Seguí con entusiasmo el proceso eliminatorio para el mundial de fútbol mayor femenino, que en su fase final llevó a nuestra selección al premundial celebrado en Monterrey, México.
El juego ante Panamá, una selección integrada por legionarias y jugadoras que son referentes en nuestro torneo local, se presagiaba como el mayor reto. A base de una acertada estrategia y una férrea disciplina se anuló la creatividad de las rivales. Contra Trinidad y Tobago, la receta se repite, y de ambos compromisos la selección logró marcadores valiosos, 3-0 y 4-0 respectivamente.
Contra Canadá, actual campeona olímpica, un conjunto que, a diferencia de nuestras muchachas, es profesional, pues solo se dedican al fútbol, caímos 0-2, en un partido desgastante. No menos entrega mostraron frente a Estados Unidos, cuatro veces campeonas mundiales, y otras cuatro de oro olímpico. La diferencia de recursos económicos, institucionales, el roce internacional como grupo, e individual como jugadoras, preveían el favoritismo de las norteamericanas. Aunque la nacional sucumbió 0-3, los números no hacen justicia al sacrificio desplegado, en un juego trepidante.

------

▶ **Tareas**:
A. Copia del fragmento del documento el pasaje que empieza en "Contra Canadá, actual" y termina en "un juego trepidante.".
B. Resume en una lista el párrafo del fragmento del documento que comienza con "Contra Canadá" y conserva sus datos principales.

▶ **Datos proporcionados**:
------

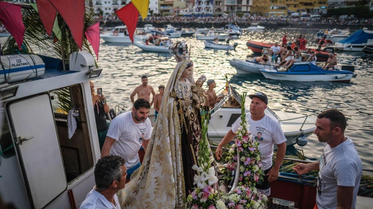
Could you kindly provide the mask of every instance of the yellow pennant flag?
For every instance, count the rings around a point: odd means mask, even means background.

------

▶ **Respuestas**:
A.
Contra Canadá, actual campeona olímpica, un conjunto que, a diferencia de nuestras muchachas, es profesional, pues solo se dedican al fútbol, caímos 0-2, en un partido desgastante. No menos entrega mostraron frente a Estados Unidos, cuatro veces campeonas mundiales, y otras cuatro de oro olímpico. La diferencia de recursos económicos, institucionales, el roce internacional como grupo, e individual como jugadoras, preveían el favoritismo de las norteamericanas. Aunque la nacional sucumbió 0-3, los números no hacen justicia al sacrificio desplegado, en un juego trepidante.

B.
- Canadá, actual campeona olímpica y equipo profesional, venció a la selección 0-2 en un partido desgastante.
- Estados Unidos, cuatro veces campeona mundial y cuatro veces oro olímpico, ganó 0-3.
- Las diferencias de recursos económicos e institucionales y de roce internacional hacían favoritas a las norteamericanas.
- El marcador no hace justicia al sacrificio de la selección en un juego trepidante.